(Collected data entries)
* * * * * * *

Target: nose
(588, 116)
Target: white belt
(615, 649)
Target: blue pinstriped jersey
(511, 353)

* * * * * * *

**EXERCISE TASK**
All of the entries above must be quoted exactly.

**WRITTEN SOLUTION**
Target: nose
(588, 116)
Target: white belt
(615, 649)
Target: blue pinstriped jersey
(511, 353)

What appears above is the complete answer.